**TEXTE DE LA PAGE**
◆ ◆ ◆ ◆ ◆ ◆ ◆

Lancée en 2011 par le géant de l’internet chinois Tencent, WeChat se définit comme une « application d’appel et de messagerie gratuite » mais c’est une vision très réductrice. Ce n’est pas non plus un réseau social, en tout cas pas au sens où nous l’entendons en occident, c’est-à-dire, pour faire court, au sens de Facebook – notre "référence absolue", avec son 1,8 milliard d’utilisateurs actifs par mois (fin 2016). Facebook n’ayant pas de droit de cité en Chine, WeChat, qui s’en inspirait au début, n’a pas tardé à s’imposer dans l’empire du Milieu, avec la bénédiction et sous l’attentive protection du gouvernement chinois, ce qui aide incontestablement…
Pour ses 850 millions d’utilisateurs (janvier 2017), WeChat est une plateforme mobile universelle, une sorte de couteau suisse qui sert à la fois à : communiquer (chat, texte, audio et vidéo), payer (en ligne et en magasin), envoyer et recevoir de l’argent, faire du shopping, contacter un service client, organiser ses loisirs, faire toutes ses démarches administratives, partager des photos et des vidéos, traduire, jouer, s’informer, draguer… Bref, à faire – dans une seule et unique appli – ce que nous, européens et autres occidentaux, ne pouvons faire qu’avec un nombre toujours croissant d’applications qui n’en finissent pas d’encombrer nos smartphones…
En Chine, WeChat est plus qu’indispensable, c’est le point de passage obligé pour à peu près tout. Et les expatriés ne tardent pas à s’en apercevoir, comme le raconte dans cette vidéo Franck Devisgnes, fondateur d’AXA Lab Asia, installé à Shanghai : « Pour un expatrié comme moi, c’est vital ! C’est même un outil de survie parce que ça fait aussi traduction […] On vit dans l’écosystème WeChat.»
D’après le dernier rapport WeChat Impact (mars 2016), 94 % des utilisateurs se connectent au moins une fois par jour, sachant qu’ils sont 61% à ouvrir l’application plus de 10 fois dans la journée, et 36 % plus de 30 fois. Ce qu’ils y font ? Pour l’essentiel, à peu près la même que chose que nous sur Facebook, à savoir consulter leur timeline (Moments dans le jargon WeChat), poster et partager des contenus. Et...le paiement, qui représente 1/3 des usages.

◆ ◆ ◆ ◆ ◆ ◆ ◆

**DONNÉES AFFICHÉES**

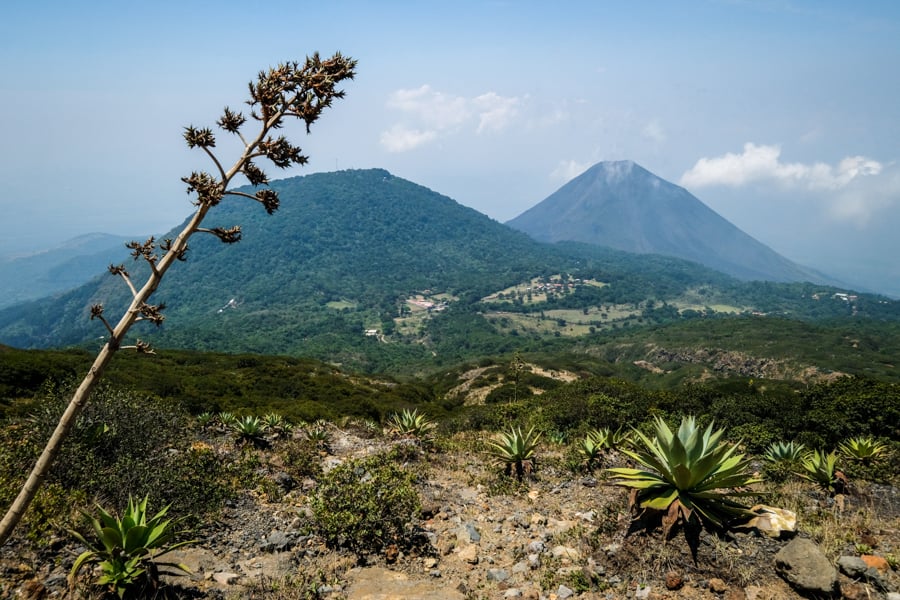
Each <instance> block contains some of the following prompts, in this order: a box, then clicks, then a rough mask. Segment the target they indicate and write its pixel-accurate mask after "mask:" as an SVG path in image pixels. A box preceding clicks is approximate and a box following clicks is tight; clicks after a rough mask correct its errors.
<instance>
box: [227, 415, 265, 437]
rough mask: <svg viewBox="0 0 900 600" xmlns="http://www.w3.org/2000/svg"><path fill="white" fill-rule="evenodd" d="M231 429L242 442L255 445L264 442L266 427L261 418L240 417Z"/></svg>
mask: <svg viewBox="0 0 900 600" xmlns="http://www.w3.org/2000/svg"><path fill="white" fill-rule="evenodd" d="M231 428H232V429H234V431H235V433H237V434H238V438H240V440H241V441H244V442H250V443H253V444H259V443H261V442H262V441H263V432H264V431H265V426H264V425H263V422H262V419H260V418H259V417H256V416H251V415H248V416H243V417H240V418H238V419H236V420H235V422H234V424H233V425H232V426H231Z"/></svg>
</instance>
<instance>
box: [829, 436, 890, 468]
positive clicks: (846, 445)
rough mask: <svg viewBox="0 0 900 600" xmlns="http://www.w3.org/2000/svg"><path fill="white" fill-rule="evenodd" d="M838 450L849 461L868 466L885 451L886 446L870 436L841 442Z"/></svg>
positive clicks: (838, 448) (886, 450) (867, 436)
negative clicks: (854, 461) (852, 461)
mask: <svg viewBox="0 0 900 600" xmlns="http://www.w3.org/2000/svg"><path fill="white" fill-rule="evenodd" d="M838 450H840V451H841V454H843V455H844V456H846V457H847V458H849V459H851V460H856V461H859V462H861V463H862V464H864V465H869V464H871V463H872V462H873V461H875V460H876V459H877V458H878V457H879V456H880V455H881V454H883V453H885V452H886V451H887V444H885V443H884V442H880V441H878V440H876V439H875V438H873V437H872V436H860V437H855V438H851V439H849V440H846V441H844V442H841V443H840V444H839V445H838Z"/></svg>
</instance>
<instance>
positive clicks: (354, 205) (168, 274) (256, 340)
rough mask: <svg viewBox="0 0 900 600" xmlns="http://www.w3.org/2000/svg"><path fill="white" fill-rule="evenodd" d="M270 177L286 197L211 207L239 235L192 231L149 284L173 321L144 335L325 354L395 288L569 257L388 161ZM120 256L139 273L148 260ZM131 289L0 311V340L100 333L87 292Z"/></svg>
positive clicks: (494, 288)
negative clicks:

◆ ◆ ◆ ◆ ◆ ◆ ◆

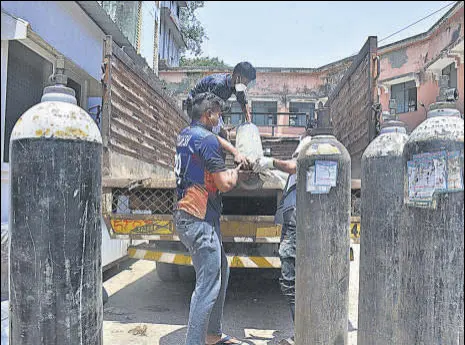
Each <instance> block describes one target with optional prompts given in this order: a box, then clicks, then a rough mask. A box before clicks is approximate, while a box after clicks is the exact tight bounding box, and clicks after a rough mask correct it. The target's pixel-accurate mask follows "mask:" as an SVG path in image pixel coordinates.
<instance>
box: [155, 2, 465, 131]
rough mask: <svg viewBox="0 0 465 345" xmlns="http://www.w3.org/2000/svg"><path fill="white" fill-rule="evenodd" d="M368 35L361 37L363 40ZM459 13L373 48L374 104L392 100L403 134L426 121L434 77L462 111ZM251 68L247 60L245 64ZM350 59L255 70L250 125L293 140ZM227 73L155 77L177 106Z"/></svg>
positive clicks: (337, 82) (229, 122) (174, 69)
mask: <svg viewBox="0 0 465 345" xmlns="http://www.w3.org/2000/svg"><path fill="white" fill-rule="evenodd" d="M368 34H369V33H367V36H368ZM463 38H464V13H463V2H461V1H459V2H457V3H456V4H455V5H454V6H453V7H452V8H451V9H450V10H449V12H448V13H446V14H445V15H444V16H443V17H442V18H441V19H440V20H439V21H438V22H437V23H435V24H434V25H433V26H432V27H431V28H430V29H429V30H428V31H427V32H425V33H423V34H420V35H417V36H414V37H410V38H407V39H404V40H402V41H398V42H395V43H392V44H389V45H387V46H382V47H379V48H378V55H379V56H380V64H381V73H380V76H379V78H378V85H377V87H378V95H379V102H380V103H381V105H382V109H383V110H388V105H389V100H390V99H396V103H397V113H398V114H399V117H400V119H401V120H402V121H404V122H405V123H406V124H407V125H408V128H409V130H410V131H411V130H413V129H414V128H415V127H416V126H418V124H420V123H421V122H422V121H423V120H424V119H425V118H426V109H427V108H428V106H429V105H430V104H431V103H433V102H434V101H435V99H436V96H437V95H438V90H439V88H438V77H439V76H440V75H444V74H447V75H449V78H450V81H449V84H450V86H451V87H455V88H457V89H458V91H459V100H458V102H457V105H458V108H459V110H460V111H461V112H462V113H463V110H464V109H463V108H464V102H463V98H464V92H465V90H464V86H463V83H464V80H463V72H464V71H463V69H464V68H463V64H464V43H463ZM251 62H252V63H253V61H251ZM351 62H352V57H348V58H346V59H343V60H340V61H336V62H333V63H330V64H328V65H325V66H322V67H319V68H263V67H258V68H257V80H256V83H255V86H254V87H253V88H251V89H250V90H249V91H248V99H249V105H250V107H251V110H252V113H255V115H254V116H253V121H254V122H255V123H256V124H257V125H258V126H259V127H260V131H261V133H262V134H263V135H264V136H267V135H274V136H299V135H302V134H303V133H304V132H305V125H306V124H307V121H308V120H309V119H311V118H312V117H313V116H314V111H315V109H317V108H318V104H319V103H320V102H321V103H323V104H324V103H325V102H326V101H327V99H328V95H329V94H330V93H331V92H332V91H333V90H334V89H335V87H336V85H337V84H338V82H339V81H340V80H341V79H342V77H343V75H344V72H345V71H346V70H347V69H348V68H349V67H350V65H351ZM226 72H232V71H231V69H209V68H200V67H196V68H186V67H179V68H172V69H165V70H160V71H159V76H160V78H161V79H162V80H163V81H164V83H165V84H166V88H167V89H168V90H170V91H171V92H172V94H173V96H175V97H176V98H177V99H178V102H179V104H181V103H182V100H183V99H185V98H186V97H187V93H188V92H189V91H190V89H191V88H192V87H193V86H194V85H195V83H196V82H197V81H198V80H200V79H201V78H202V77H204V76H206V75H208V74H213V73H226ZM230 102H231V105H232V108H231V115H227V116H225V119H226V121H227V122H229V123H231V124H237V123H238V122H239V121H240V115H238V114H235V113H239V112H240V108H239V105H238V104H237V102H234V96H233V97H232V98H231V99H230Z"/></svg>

◆ ◆ ◆ ◆ ◆ ◆ ◆

**VOS TÂCHES**
A - D'après le texte sur WeChat, combien d'utilisateurs l'application comptait-elle en janvier 2017 ?
B - Reproduisez fidèlement le passage du texte sur WeChat qui va de « D’après le dernier » jusqu'à « 1/3 des usages. » inclus.
C - Poursuivez le texte sur WeChat à la suite de sa dernière phrase.

**RÉPONSES AUX TÂCHES**
A - 850 millions d'utilisateurs.

B -
D’après le dernier rapport WeChat Impact (mars 2016), 94 % des utilisateurs se connectent au moins une fois par jour, sachant qu’ils sont 61% à ouvrir l’application plus de 10 fois dans la journée, et 36 % plus de 30 fois. Ce qu’ils y font ? Pour l’essentiel, à peu près la même que chose que nous sur Facebook, à savoir consulter leur timeline (Moments dans le jargon WeChat), poster et partager des contenus. Et...le paiement, qui représente 1/3 des usages.

C -
Application reine en Chine, WeChat ne limite pas ses ambitions à l’empire du Milieu : en avril 2016, elle comptait déjà plus de 200 millions d’utilisateurs hors de Chine, deux fois plus qu’en 2015, principalement en Asie du Sud-Est, mais aussi au Moyen-Orient et en Afrique du Sud. Mais si l’on en croit les déclarations d’Axel Mecl, responsable du développement de WeChat à l’international, elle gagnerait du terrain aux États-Unis et en Europe. Je le crois sur parole, mais chez l’Oncle Sam, il semble que seulement 2% des possesseurs de smartphones utilisaient WeChat au moins une fois par mois en 2016. On peut difficilement parler d’un raz-de-marée… Quant à notre bonne vieille Europe, complètement colonisée par les appli et les réseaux sociaux étatusiniens, j’ai eu beau chercher, je n’ai pas trouvé de chiffres concernant WeChat.
En revanche, les entreprises et marques internationales qui veulent faire du business en Chine et dans les pays voisins peuvent difficilement faire l’économie d’une présence dans l’univers WeChat. Pratiquement toutes les entreprises du Fortune 500 ont un compte officiel, estime Axel Mecl : « Quand on leur dit que notre service, en population, ce serait le cinquième pays du monde, ça leur donne très envie d’être reliés à ces clients potentiels. Rien qu’en Chine, 300 millions de nos utilisateurs utilisent notre paiement via WeChat Pay. »
A la première lecture de cette phrase, je me suis demandée pourquoi A. Mecl mentionnait ce système de paiement. C’est en regardant l’intervention de Frank Desvignes au HUBDAY de décembre dernier que j’ai compris : « Tout est commerce en Chine, donc tout est commerce sur les réseaux sociaux. On fait rarement de la pub pour faire venir les utilisateurs sur son compte, puis essayer petit à petit de les convertir à du commerce. [Sur WeChat] vous êtes toujours à un clic pour payer quoi que soit ». En d’autres termes, les marques ne se dispersent pas sur toute une série de réseaux sociaux pour engager les clients et les attirer sur leur site e-Commerce. Leur compte WeChat est un site marchand où l’on paie en un clin d’œil avec le système de paiement intégré. Simple et efficace !
WeChat est aussi incontournable pour les services clients des marques locales ou internationales. Caudalie, par exemple, estime qu'en Chine, 80% à 90% de ses clients utilisent WeChat pour contacter son service client, en mode texte mais aussi voix et vidéo.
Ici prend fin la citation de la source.